PROBLEM: Reproduce exactly the line containing "For every instance of the shirt collar, locate" and every line after it, through the last line of the records below; add nothing.

DATA:
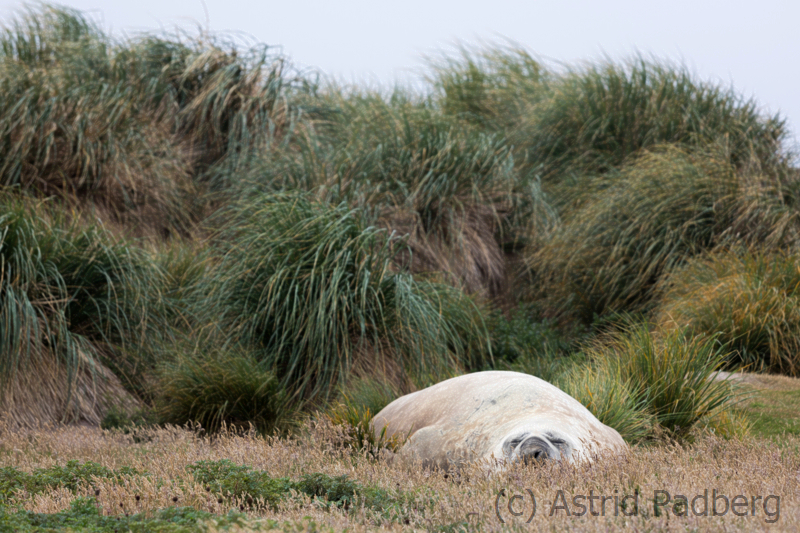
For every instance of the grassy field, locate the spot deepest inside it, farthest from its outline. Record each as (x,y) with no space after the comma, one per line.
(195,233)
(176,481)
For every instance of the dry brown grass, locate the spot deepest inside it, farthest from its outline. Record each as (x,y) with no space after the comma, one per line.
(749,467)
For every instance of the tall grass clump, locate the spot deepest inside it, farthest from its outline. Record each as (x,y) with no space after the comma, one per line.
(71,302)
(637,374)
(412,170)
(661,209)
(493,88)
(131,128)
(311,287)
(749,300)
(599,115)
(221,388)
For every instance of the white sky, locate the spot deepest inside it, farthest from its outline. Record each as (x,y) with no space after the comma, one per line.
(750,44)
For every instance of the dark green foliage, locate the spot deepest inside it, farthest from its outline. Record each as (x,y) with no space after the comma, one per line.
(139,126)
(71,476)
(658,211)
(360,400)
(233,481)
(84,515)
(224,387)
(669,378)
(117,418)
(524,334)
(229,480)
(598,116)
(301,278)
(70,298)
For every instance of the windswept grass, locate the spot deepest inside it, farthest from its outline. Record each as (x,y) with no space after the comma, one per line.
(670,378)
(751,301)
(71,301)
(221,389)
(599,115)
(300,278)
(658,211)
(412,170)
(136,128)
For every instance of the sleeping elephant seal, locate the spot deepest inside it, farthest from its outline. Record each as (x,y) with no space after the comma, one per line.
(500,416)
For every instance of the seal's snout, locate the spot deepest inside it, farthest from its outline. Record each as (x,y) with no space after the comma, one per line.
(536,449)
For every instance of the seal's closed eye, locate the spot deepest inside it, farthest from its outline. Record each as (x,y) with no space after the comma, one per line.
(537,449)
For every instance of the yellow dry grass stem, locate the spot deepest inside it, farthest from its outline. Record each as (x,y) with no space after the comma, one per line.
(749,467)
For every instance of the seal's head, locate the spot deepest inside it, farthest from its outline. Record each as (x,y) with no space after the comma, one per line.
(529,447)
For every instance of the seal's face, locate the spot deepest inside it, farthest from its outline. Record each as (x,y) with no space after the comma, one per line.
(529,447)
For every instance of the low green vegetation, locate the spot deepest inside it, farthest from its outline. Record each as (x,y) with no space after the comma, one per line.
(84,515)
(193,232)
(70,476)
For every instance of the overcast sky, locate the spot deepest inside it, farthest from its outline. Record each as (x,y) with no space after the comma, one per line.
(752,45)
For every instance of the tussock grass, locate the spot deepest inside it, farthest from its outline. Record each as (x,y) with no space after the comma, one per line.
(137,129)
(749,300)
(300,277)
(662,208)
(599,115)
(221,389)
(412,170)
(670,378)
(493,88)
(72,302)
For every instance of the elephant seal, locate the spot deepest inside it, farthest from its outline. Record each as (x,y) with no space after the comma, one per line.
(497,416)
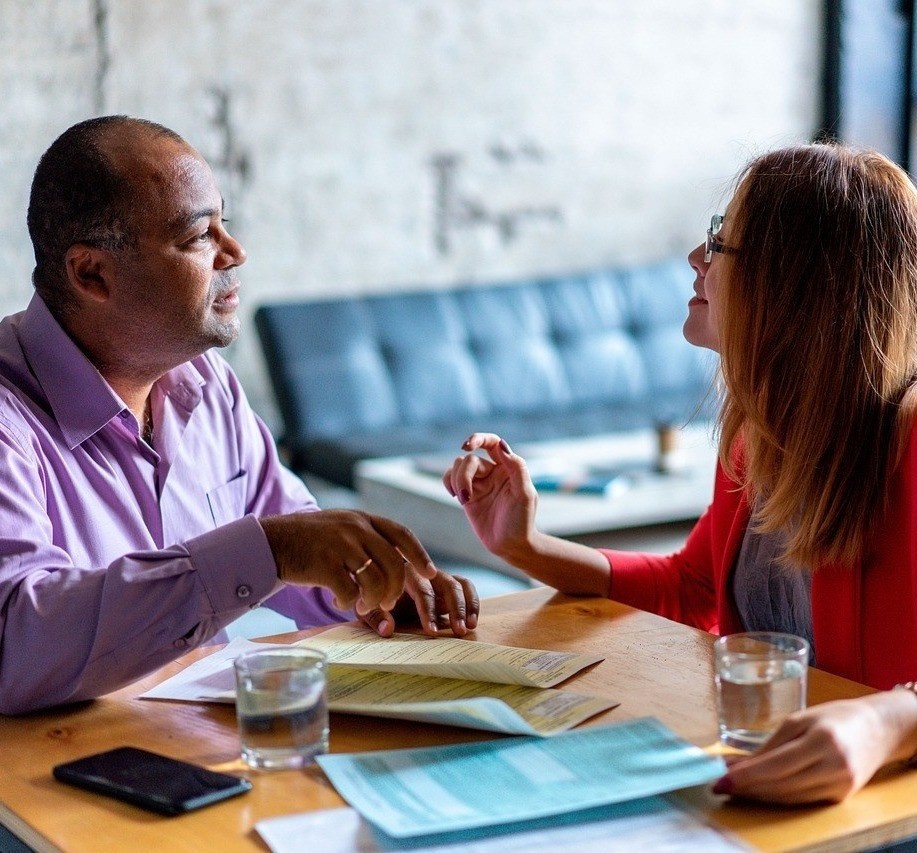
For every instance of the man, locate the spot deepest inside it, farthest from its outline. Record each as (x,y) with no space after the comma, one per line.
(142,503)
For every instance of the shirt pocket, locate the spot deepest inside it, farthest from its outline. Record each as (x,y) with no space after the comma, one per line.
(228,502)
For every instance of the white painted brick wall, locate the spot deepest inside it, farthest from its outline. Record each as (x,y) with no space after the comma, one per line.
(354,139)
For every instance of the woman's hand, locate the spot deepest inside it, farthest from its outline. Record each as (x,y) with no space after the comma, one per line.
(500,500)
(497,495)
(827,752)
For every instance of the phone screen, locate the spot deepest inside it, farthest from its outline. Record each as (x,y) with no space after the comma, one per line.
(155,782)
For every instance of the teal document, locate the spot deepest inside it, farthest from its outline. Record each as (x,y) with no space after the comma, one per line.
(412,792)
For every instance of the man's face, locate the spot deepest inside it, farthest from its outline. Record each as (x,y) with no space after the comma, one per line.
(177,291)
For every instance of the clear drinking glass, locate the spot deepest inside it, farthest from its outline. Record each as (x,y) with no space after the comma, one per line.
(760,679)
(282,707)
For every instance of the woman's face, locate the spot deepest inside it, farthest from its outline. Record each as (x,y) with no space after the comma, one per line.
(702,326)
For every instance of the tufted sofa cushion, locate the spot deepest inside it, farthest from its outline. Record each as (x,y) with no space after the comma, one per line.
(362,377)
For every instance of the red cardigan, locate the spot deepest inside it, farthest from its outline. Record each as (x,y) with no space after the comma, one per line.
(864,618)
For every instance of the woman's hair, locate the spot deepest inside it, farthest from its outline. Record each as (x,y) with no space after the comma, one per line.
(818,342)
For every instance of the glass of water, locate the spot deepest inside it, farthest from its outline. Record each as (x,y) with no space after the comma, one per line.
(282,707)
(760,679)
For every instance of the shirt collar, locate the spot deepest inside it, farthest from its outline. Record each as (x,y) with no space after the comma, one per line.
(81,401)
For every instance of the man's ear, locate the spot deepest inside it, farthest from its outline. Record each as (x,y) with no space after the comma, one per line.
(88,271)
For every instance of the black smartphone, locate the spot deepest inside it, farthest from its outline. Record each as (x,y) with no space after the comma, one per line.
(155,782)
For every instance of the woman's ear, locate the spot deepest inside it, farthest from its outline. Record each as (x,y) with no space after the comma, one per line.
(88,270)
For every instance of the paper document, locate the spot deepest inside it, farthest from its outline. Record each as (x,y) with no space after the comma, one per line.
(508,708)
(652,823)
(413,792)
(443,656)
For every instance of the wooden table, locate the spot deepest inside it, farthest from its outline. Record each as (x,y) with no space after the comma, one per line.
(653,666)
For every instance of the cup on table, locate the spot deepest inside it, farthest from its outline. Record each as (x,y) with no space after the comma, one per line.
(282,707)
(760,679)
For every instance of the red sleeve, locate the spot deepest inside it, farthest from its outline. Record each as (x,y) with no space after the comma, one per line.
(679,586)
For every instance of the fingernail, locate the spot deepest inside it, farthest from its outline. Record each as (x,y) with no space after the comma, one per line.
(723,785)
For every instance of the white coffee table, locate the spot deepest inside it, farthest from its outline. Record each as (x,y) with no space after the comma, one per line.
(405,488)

SOLUTION TO THIS TASK:
For every instance of the shirt collar, locate the spot deepest inside it, farthest from its outline. Record each as (x,y) with no space after the comma, one per line.
(81,401)
For every instance of the man's ear, locate the spot deepest inside it, farthest from its outline. Record each as (x,y) with no space after the comma, one per line.
(88,271)
For every instance of the black smartphone, locate the spot deepest inside it, farthest from its outline. Record each as (x,y) with no space after the comma, one per line.
(155,782)
For every instance of the woman's ear, locate the spot deepest inside it, farthest from its outline. Record each as (x,y) with no space after the comma, one per line.
(88,270)
For every instance of the paper document, locate the spot deepest inside it, farthest from its outline. Record each as (x,y) with no space after the comma, one per line.
(508,708)
(652,823)
(413,792)
(443,656)
For every instance of the wooden table, locate the spot deepest inside it, farthest from its outline. Record each as (x,y) with no space after the comma, one per line.
(653,666)
For every instance of the cup on table, locate the spot deepest inside it, farthest from its outline. Record each as (x,y) with no space after the comma, one per line.
(282,707)
(760,679)
For every instance of the red sleeve, locate the spot deepest inside it, farthest from its outline. Record each as (x,y) with no space after the comma, one per line.
(679,586)
For every instance of the fingernail, locate the spot deepest inside it, farthest from its outline. Record each as (x,y) with no space after the comma, one per line.
(723,785)
For every instance of the white coffee table, locate the spot deepest inside it, farthest from its outline. Record each as (x,y) with no space after the comma, one per line.
(405,488)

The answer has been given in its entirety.